(Given problem): Reproduce the rows below with "keypoint" replaced by "marker" at every occurrence, and change nothing else.
begin Stored data
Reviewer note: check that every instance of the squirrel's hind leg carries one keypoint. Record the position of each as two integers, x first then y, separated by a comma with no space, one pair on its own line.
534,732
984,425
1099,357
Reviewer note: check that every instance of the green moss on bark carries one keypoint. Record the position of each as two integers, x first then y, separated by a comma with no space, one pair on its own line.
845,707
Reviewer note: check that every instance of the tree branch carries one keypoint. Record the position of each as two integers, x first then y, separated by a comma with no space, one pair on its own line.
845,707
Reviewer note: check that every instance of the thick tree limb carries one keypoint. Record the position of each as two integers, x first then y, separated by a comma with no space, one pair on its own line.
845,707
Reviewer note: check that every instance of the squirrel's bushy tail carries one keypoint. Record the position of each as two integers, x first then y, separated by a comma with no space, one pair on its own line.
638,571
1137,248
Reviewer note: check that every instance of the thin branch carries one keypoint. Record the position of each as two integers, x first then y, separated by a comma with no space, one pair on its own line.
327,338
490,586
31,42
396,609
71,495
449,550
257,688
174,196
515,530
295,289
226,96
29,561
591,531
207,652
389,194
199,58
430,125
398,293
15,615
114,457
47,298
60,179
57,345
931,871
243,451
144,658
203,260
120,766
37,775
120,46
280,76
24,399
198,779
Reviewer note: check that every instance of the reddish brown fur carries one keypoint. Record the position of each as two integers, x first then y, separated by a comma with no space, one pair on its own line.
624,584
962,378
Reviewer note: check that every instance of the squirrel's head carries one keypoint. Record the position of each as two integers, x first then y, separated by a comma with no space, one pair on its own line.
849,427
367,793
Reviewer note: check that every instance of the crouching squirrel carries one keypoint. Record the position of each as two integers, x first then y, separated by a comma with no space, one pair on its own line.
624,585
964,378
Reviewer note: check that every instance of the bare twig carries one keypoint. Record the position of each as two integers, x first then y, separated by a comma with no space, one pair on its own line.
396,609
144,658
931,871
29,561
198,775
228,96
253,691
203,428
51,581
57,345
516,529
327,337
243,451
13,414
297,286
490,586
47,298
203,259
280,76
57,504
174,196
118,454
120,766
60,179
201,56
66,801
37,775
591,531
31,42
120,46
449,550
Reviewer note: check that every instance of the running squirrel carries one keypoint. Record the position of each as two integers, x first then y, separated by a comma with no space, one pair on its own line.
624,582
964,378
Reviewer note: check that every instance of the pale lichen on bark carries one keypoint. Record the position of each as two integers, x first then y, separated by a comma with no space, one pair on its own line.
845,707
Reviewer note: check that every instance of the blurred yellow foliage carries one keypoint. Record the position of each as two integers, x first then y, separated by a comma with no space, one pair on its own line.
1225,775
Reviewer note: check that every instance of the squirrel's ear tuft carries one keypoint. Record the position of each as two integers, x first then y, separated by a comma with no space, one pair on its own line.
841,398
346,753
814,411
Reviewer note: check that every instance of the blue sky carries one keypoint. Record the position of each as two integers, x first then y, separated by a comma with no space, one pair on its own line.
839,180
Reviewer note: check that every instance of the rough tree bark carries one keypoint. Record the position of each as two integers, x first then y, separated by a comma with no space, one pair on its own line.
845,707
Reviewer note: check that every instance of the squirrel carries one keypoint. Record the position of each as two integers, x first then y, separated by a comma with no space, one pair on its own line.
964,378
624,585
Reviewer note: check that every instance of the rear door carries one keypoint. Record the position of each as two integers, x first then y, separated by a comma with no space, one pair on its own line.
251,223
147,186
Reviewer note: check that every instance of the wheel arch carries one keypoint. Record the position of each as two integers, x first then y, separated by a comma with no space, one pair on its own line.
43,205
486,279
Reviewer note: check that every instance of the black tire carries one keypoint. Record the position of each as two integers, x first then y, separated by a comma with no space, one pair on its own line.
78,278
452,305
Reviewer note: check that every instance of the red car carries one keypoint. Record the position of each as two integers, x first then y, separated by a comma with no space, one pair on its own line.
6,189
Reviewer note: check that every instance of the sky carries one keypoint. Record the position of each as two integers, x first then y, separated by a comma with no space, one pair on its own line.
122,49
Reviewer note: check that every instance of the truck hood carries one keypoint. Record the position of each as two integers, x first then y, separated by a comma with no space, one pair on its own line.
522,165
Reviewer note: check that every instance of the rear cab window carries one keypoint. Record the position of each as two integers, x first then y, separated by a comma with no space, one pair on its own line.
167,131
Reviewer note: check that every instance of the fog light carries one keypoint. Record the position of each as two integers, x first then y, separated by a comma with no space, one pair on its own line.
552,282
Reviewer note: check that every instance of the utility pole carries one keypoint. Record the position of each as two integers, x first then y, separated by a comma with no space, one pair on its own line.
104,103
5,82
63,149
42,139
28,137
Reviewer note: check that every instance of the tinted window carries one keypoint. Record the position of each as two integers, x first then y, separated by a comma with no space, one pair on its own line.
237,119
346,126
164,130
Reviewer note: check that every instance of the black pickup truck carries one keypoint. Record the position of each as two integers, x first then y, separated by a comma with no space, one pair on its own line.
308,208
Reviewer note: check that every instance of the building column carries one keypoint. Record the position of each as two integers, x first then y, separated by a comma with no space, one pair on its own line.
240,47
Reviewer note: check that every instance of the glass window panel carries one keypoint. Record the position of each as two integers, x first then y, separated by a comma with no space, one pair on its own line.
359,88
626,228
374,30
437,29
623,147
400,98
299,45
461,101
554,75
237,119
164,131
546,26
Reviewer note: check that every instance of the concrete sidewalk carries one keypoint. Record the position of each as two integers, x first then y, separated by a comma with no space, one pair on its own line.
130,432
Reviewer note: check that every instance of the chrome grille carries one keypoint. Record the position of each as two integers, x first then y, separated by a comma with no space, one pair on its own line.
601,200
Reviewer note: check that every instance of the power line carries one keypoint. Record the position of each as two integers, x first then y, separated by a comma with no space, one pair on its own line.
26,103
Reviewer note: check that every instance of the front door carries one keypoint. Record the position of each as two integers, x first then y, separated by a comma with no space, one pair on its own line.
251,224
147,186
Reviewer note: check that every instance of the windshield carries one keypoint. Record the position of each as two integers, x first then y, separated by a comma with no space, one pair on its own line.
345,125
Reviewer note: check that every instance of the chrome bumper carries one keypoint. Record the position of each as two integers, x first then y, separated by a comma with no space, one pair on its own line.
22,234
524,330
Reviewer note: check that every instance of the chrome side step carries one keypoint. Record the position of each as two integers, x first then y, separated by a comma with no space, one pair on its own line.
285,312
end Stored data
(Result of this task):
Reviewer note: check that every instance of the squirrel's hind leg carries one marker. Record the position of each as two integers, x first then y, separated by a comma with no space, one pair on its own line.
534,732
984,425
1099,357
Reviewer note: check that every instance of the green moss on bark carries one marker. Record the position of each as two integers, x first then y, separated by a comma with no space, one pair on its own line.
845,707
Reviewer note: check that every instance of the tree branch carries one marker. Record the position of each as two integers, x first then y, separated by a comma with no space, one pair on its own line.
845,707
Reviewer note: check that every instance of the thick tree limb carries one marker. Record the position of each as two integers, x first then y, separated by a comma with no space, one pair on its own line.
845,707
Reviewer note: check that every instance of the squirrel's bushy tail carries one marker. Record the position of each as two integers, x first then y, separated by a comma with no space, one pair on its own line.
638,571
1137,248
Reviewer note: check that every instance of the thin branch carries one marker. Record the position of each as two integers, x first then y, separated by a comma with no space, one pair on its own line.
327,338
490,586
31,42
396,609
71,495
449,550
257,688
174,196
515,530
295,289
226,96
29,561
591,531
207,652
389,194
199,58
430,125
398,293
15,615
114,457
47,298
60,179
57,345
931,871
243,451
144,658
203,260
120,766
37,775
120,46
280,76
24,399
198,779
Reviewer note: check that every instance of the reddish brown fur carries one marker. Record the position of each as two integers, x first then y, separated by a comma with no space, one pair on its own line.
624,584
962,378
Reviewer note: check that every instance of the squirrel's head carries one marker. Record the position of each as two integers, x first then y, separated by a comma with no space, one pair on its own line.
849,427
367,793
Reviewer note: check that every instance of the crouching squirrel carries one marker. Record the position of each as two integers, x first then y, separated by a comma with no space, one pair on its own line.
624,585
964,378
Reviewer note: check that every instance of the bare twig carries one marker. Record the position of each as two integers, x first then y, separated by a comma with no space, one pair on its own line.
396,609
144,658
931,871
29,561
198,775
228,96
253,691
203,428
51,581
57,345
516,529
327,337
243,451
13,414
297,286
490,586
47,298
203,259
280,76
57,504
174,196
118,454
120,766
60,179
201,56
66,801
37,775
591,531
31,42
120,46
449,550
Reviewer note: check that every instance of the running squirrel carries one marker. Record the position of each as two integers, x first then y, separated by a comma with no space, one pair on its own line.
624,582
964,378
Reviewer note: check that every instance of the pale lichen on bark carries one marker. Record the position of each as two integers, x first then y, separated by a comma with no space, one pair on its own line.
845,707
Reviewer note: check that every instance of the blurred yellow foliage carries one marker. Record the position of each as two integers, x first then y, separated by a comma with no space, one pair on its own line.
1225,775
Reviewer note: check that every instance of the squirrel's ear tuft carries one marker. Record the position of each as two integers, x first then y, separated by a comma with no space, one pair on its own line.
841,398
346,753
814,411
Reviewer note: check that every instance of the blue sky carries one marker. Record the position of each as two integers, x first then y, separated by a comma with no space, one pair on its own line.
839,180
Reviewer note: check that every instance of the rough tree bark carries one marker. Record the position of each as two integers, x first then y, separated by a comma with no space, one pair on its own line.
845,707
Reviewer note: check that every instance of the squirrel carries one marker. Record the position of each as two integers, x first then y, separated by a comma with no space, one pair on its own line.
964,378
624,585
Reviewer note: check that every instance of the rear door carries one marker. Record the position of each as two integers, x first then y, separated by a comma with no space, one pair on its own line.
251,223
147,186
Reviewer note: check that every instance of the wheel arch carries one marker. Record the position of each as two integers, x first then y, separated by a comma with no space, one pair on its own line.
43,205
486,279
Reviewer note: check that every instance of the black tire carries one marker. Record the position of each as two integers, x first then y, separated by a comma with no space, one pair on its own line.
78,278
452,305
Reviewer note: check that every instance of the red car carries one marker. Record the position of each as two integers, x first then y, separated by a comma with no space, one pair on its own line.
6,189
Reviewer note: check that every instance of the sky carries one marker. Record the position of each as two integers, x first then y, separated by a comma with no space, one pair on its own line.
122,49
Reviewer note: check that every instance of the truck hood carries one marker. Record the position of each as two integers, x first then y, separated by a comma with no space, one pair on its own line.
522,165
Reviewer note: check that every instance of the rear cab window carries one marker. Record the position of each as two integers, x first then y, separated by a comma with no space, one pair on its own line.
167,131
Reviewer note: check that every instance of the fog light carries one marker. Record the position of each as two integers, x first then y, separated by a comma with no space, one pair on its own line.
552,282
Reviewer note: check that every instance of the utility pole carries one marker. Record the position of each as two integers, x first then y, separated by a comma with no space, one pair on its own line.
104,103
5,82
63,149
42,139
28,137
Reviewer note: check that every instance of the tinted window carries one marker. Record the position of each as two integers, x first then y, separated by a comma with no space, one pair on its own line.
237,119
346,126
164,130
Reviewer note: check that every instance of the black pickup truck carries one marker. Record the position of each as two integers, x first then y, separated by a comma with no space, one pair on its own line.
308,208
Reviewer note: check that every instance of the building column carries one marker. Record the position of each as two integers, x first then y, separated by a comma with no space, one pair on its own line.
240,47
Reviewer note: check that every instance of the glass window panel carries one marker. Record the position of each as two integers, x first then y, separated by a comma with no space, one pair on its own line.
359,88
626,228
374,30
437,29
623,147
400,98
299,45
461,101
554,75
237,119
164,131
546,26
Reviewer note: check that every instance of the concrete sidewalk carries one marker. Record the position of each as two integers, x first then y, separated by a comma with no space, one pair on its own line.
130,432
Reviewer note: check that every instance of the chrome grille carries one marker. Record the position of each as two integers, x first then y, separated by a comma with no space, one pair on its own line.
601,200
Reviewer note: check that every instance of the power line carries one marker. Record the position of each as two integers, x first then y, separated by a comma with no space, one pair on its own line.
26,103
Reviewer note: check that every instance of the front door carries one marker. Record the position of each as two integers, x first then y, separated by a comma with no space, one pair on its own line.
251,224
147,186
Reviewer note: check that every instance of the windshield carries one marker. Record the position of each as two integers, x first then y, separated by a comma with no space, one pair on its own line.
345,125
Reviewer note: check that every instance of the chrome bumper carries one marker. Record the position of each as two integers, x first then y, separated by a comma with no space, one pair on its own line.
22,234
524,330
Reviewer note: check that every instance of the chrome side step carries one marker. Record the position of each as two integers, x first then y, separated by a comma with no space, one pair on its own line.
285,312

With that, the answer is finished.